## Written request
Copy out every one of the lines below word for word, and leave the pictures out of your copy.

## BEGIN

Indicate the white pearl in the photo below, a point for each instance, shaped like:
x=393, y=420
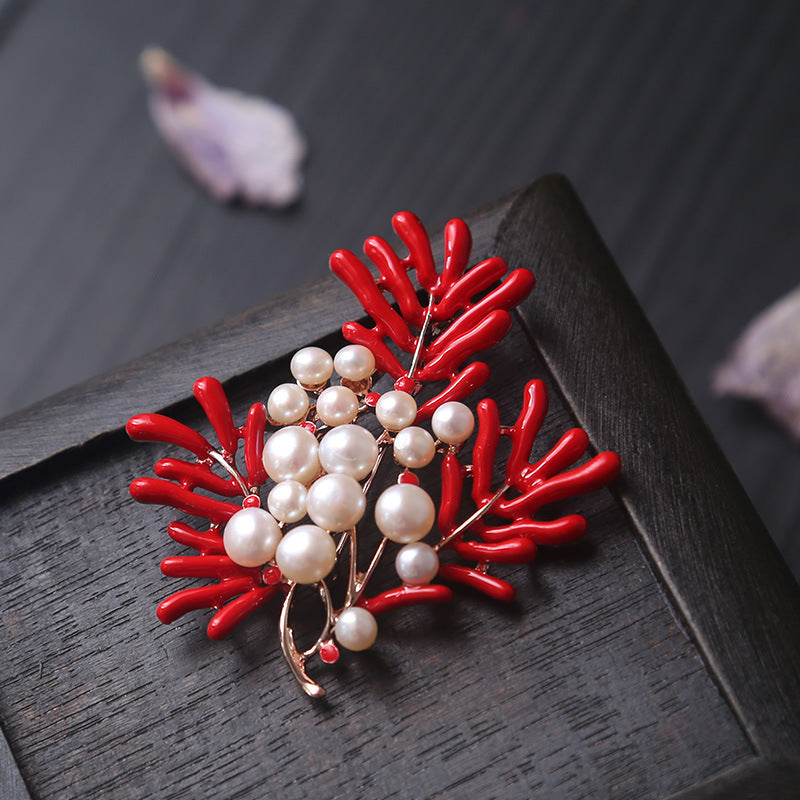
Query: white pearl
x=335, y=502
x=337, y=405
x=291, y=454
x=453, y=422
x=251, y=536
x=396, y=410
x=348, y=450
x=414, y=447
x=416, y=563
x=287, y=501
x=306, y=554
x=354, y=362
x=404, y=513
x=356, y=629
x=287, y=403
x=311, y=366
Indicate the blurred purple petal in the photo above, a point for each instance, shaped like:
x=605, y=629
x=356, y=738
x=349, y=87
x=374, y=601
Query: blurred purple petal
x=235, y=145
x=764, y=364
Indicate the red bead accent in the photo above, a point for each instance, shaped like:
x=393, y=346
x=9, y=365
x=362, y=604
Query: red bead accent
x=329, y=653
x=405, y=384
x=271, y=576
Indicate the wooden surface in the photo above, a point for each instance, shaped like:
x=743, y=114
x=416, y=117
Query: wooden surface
x=677, y=122
x=658, y=656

## END

## Result
Indicate the white pearl in the photo below, a point for each instance, shaped like:
x=393, y=420
Query: white pearl
x=335, y=502
x=337, y=405
x=291, y=454
x=453, y=422
x=251, y=536
x=396, y=410
x=348, y=450
x=414, y=447
x=416, y=563
x=287, y=501
x=306, y=554
x=354, y=362
x=404, y=513
x=356, y=629
x=287, y=403
x=311, y=366
Indicate the blurred purple petal in the photo above, a point for each instance, shaped like:
x=605, y=629
x=356, y=738
x=349, y=87
x=374, y=601
Query: blurred purple petal
x=235, y=145
x=764, y=364
Indicate the red bead accent in the photo above, a point for each instance, shaped like:
x=393, y=346
x=9, y=365
x=362, y=604
Query: red bead accent
x=329, y=653
x=405, y=384
x=271, y=576
Indicate the wooden surface in the photo above, a point for each instance, shaped like:
x=743, y=114
x=416, y=117
Query: wooden surface
x=677, y=122
x=658, y=656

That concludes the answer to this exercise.